# Etymotic vs Downbeats



## GuitarsCanada

I have had a few pairs of Etymotic standard type plugs for several years now. Mainly for concerts and especially if I happen to be shooting a show and I am in the pit. Sometimes you will find yourself directly in front of a speaker. These are the long stem with string and I have found them to be pretty good and effective in cutting out the harsh noise and for around $15 or $20 do an excellent job. 

I have looked at some of the Downbeats and they are similar in price but most of them are very short and stubby, no strings. Good reviews from what I have seen.

Definitely a good thing to have in your pocket for concerts today. Sometimes its fine but if its not and you have no plugs on you it can be a long night.


----------



## ezcomes

i can't vouch for the etymotic's...i've been using the downbeats...and love them...use them at concerts, practice and gigs...

# Recorded information
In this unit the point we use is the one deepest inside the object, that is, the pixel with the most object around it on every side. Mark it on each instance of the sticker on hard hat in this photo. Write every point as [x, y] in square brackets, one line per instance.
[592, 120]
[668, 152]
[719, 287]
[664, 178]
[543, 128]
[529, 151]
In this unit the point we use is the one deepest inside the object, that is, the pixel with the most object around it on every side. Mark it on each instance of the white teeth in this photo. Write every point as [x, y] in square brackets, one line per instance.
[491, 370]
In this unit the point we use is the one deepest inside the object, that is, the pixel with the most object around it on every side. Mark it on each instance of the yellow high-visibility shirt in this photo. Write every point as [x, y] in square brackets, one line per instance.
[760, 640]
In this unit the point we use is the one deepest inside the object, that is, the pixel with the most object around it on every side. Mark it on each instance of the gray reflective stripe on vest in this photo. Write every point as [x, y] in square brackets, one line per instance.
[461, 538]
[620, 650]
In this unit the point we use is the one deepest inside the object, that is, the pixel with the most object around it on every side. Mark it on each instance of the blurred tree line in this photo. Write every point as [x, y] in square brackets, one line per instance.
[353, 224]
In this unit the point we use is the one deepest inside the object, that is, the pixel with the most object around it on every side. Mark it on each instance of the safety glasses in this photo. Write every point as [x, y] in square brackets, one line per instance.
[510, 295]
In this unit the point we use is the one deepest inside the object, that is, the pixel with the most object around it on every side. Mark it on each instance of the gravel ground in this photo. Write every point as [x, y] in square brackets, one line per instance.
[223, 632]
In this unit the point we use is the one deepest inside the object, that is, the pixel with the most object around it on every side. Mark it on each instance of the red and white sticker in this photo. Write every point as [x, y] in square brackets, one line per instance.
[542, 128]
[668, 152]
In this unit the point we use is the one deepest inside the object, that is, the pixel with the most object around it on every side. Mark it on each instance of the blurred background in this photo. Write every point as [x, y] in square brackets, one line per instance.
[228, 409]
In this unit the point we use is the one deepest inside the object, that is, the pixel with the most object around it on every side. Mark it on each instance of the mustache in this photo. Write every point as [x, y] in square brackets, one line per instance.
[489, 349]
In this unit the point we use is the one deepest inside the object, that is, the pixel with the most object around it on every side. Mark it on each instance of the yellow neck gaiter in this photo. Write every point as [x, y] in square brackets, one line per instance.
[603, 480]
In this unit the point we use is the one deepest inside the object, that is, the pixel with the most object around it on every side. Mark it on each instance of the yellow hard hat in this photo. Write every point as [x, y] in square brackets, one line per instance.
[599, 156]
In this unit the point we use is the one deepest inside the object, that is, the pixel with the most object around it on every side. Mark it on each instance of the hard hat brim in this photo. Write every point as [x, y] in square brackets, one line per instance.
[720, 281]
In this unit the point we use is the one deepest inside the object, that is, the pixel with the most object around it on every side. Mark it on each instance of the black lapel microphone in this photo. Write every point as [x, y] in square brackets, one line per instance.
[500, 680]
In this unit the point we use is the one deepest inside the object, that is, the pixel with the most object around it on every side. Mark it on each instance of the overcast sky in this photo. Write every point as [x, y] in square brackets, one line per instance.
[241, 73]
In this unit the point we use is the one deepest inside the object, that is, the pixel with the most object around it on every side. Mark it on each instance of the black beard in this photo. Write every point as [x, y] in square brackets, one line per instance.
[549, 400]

# Exercise aim
From the earplug thread, output the passage word for word. Begin at the words "I have looked" and stop after "I have seen.".

# Exercise answer
I have looked at some of the Downbeats and they are similar in price but most of them are very short and stubby, no strings. Good reviews from what I have seen.